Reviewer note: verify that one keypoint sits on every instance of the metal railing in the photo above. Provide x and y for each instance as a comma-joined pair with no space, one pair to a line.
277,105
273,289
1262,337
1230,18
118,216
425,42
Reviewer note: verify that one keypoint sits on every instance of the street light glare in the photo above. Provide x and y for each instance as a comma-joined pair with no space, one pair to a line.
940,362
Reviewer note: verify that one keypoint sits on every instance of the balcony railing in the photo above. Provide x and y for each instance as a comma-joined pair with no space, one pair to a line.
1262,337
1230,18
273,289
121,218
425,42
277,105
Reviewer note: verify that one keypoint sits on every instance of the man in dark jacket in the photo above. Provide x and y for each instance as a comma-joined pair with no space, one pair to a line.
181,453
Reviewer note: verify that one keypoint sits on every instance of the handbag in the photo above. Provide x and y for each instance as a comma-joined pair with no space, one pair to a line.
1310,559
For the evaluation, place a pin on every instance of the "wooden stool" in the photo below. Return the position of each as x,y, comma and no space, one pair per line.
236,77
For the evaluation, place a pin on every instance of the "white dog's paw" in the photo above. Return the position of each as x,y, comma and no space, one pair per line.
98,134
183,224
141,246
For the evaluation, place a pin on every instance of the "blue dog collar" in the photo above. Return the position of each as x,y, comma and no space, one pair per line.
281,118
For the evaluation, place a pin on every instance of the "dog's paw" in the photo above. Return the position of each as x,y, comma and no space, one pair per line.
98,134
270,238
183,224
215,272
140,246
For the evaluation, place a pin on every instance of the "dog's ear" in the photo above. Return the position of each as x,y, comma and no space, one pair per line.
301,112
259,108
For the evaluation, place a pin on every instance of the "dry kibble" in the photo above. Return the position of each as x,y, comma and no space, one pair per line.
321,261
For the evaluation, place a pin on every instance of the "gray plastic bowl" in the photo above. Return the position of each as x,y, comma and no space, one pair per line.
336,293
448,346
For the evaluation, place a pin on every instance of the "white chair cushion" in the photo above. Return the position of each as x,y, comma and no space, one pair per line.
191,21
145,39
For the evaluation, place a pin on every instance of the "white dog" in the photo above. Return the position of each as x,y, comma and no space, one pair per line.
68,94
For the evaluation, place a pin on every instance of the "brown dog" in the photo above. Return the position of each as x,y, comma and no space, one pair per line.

□ □ □

> **Task goal**:
Pull out every line of the items above that contains the word "verify". Case counts.

> **Solution**:
Reviewer note: verify that one keypoint sits on every instance of the metal railing in the photo above. Provide x and y for each instance as a comma-joined pair with no space, one pair to a line.
Reviewer note: verify that one keypoint sits on every instance of the street light glare in the photo above. Provide x and y for each instance as a comma-joined pair with no space, one pair to a line.
Reviewer note: verify that one keypoint sits on every instance of the balcony railing in the photo above. Provide x and y for each instance as a comma-joined pair with no space, one pair to a line.
Reviewer note: verify that one keypoint sits on every instance of the man in dark jacket in the photo above. Provide x and y for each instance as a comma-joined pair with no space, one pair to a line.
Reviewer note: verify that one keypoint sits on every instance of the handbag in the photo above. Provide x and y for each instance as a comma-joined pair with no space, one pair to a line.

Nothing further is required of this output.